— start —
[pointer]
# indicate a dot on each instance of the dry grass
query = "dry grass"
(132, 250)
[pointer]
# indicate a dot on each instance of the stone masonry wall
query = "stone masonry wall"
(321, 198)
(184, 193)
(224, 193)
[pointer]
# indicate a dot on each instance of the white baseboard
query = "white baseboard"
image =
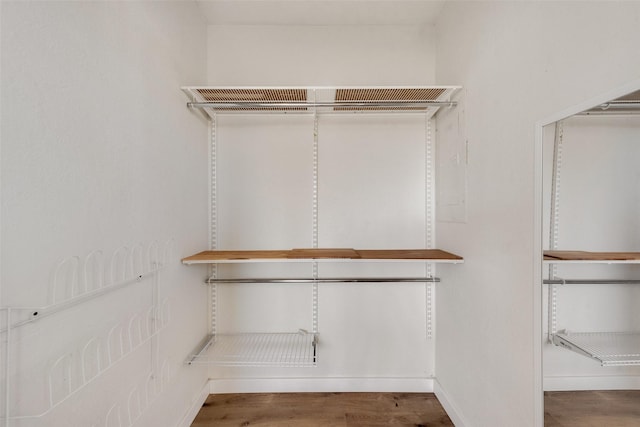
(301, 385)
(191, 414)
(449, 406)
(622, 382)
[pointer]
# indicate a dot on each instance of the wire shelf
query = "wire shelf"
(297, 349)
(608, 348)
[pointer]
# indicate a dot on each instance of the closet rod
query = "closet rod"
(614, 107)
(332, 280)
(365, 104)
(591, 282)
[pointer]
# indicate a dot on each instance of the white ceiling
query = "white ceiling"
(321, 12)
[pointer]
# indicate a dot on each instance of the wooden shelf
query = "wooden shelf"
(331, 254)
(592, 257)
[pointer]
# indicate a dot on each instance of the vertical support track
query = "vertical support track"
(7, 386)
(314, 216)
(553, 226)
(155, 310)
(428, 223)
(213, 219)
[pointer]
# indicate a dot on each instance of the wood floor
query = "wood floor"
(618, 408)
(322, 409)
(562, 409)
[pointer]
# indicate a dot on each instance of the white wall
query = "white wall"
(518, 62)
(371, 195)
(320, 55)
(99, 152)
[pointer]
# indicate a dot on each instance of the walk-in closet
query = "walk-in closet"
(219, 200)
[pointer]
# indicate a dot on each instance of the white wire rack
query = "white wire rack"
(73, 367)
(297, 349)
(609, 348)
(320, 100)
— end —
* Problem statement
The records shown above are to be repeated exactly, with the pictures left out.

* Solution for this exercise
[pointer]
# indicate a dot on each instance of the dry grass
query = "dry grass"
(132, 250)
[pointer]
# indicate a dot on each instance of the stone masonry wall
query = "stone masonry wall"
(321, 198)
(184, 193)
(224, 193)
[pointer]
# indicate a dot on each instance of the white baseboard
query = "white baseboard"
image =
(301, 385)
(191, 414)
(449, 406)
(622, 382)
[pointer]
# indicate a dot on each instance of the wire shelf
query = "wire shelf"
(297, 349)
(608, 348)
[pointer]
# indicate a dot on each instance of the closet rod
query = "closet rod"
(614, 107)
(332, 280)
(365, 104)
(591, 282)
[pointer]
# indicate a dot on each instance of the white ceiling
query = "white ceiling"
(321, 12)
[pointer]
# indicate a dot on each instance of the wooden shelf
query = "wooden shelf"
(331, 254)
(592, 257)
[pointer]
# indicate a dot on each instance of the vertical support track
query = "vertical support track"
(7, 386)
(314, 216)
(553, 226)
(155, 310)
(428, 223)
(213, 219)
[pointer]
# indicate a dot on each instance of the wood floor
query = "wood floor"
(618, 408)
(322, 409)
(562, 409)
[pointer]
# indicate a dot on each instance of the white wall
query = "white wall"
(518, 62)
(371, 195)
(320, 55)
(99, 152)
[pointer]
# indicate a dot on each instance of the walk-in closet
query = "walk-in closet"
(219, 200)
[pointer]
# indicate a dot on each instance of the white wire rack
query = "white wire rack"
(73, 367)
(297, 349)
(609, 348)
(320, 100)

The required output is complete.